• **WHAT YOU WILL DO**
Where the string "alligator" appears in a line of the material below, copy that line.

• **EXTRACTED MATERIAL**
Segment Open

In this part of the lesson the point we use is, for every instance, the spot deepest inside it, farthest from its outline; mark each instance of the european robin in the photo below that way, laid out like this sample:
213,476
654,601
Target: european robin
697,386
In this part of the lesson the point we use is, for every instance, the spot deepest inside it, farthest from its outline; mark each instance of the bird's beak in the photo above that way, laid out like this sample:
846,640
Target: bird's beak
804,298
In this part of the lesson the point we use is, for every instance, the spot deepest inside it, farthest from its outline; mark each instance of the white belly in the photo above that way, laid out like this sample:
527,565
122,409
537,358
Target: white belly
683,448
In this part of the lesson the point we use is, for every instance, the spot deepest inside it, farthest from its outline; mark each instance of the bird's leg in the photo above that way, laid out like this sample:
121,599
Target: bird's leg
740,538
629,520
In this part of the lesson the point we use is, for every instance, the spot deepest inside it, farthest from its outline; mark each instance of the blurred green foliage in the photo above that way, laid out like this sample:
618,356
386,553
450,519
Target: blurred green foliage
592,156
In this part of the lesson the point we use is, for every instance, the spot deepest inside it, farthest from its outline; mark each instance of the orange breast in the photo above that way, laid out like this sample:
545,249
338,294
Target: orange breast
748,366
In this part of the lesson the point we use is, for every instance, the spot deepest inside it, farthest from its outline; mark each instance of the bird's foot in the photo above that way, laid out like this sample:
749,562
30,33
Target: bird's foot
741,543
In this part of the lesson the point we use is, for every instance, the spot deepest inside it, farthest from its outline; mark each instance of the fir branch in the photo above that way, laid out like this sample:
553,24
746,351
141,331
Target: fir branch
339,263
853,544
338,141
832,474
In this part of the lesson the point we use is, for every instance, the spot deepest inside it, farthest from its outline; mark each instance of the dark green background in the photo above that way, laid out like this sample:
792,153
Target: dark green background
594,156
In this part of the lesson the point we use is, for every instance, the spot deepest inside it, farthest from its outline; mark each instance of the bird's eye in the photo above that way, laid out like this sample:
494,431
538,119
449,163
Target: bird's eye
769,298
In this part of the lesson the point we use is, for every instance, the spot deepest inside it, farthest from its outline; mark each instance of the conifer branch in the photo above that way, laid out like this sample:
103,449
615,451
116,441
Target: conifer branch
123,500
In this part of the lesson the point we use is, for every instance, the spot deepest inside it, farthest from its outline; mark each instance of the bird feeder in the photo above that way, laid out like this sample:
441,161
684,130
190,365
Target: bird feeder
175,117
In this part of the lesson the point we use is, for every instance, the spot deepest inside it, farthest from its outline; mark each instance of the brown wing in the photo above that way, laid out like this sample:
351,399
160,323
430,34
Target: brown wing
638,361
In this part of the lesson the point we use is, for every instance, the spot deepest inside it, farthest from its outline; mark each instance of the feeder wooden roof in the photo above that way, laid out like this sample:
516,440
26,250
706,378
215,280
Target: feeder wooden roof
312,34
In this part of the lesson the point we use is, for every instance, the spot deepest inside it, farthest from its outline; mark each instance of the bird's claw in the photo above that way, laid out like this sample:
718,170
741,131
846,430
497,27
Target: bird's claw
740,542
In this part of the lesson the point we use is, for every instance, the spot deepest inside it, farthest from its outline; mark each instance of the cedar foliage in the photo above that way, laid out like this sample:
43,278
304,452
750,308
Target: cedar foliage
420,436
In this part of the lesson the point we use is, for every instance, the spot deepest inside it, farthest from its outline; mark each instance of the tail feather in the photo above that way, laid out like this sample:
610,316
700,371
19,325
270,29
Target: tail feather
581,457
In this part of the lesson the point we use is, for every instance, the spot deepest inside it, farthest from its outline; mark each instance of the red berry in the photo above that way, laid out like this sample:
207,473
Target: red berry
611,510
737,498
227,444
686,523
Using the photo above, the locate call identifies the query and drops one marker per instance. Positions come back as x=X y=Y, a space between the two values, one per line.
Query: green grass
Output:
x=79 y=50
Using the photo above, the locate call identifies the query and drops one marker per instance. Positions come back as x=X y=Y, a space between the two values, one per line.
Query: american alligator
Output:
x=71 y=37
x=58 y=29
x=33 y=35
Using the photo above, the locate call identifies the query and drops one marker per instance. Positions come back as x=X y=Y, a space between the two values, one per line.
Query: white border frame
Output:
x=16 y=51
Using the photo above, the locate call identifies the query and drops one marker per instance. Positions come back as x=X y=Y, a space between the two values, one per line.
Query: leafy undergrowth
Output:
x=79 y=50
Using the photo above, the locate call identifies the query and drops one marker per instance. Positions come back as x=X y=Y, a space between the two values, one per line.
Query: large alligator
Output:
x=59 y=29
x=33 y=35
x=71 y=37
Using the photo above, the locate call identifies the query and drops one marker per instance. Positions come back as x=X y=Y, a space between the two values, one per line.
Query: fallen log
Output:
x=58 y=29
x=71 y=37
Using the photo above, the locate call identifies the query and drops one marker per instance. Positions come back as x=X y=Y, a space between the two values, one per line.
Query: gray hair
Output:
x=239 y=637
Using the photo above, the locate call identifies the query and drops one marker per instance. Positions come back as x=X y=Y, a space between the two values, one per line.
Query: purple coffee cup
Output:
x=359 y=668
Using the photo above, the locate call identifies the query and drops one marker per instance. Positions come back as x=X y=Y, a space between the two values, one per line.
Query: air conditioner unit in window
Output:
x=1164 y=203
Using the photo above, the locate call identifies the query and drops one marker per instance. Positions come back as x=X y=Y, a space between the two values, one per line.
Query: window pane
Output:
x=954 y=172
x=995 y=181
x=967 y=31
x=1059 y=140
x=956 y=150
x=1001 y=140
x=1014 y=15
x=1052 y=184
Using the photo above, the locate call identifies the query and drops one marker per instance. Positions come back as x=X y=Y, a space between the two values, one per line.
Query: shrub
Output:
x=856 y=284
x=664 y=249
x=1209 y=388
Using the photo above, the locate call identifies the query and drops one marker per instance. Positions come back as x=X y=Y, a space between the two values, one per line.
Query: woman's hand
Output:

Segment Closed

• **RESPONSE FOR THIS EXERCISE**
Query: american alligator
Query: large alligator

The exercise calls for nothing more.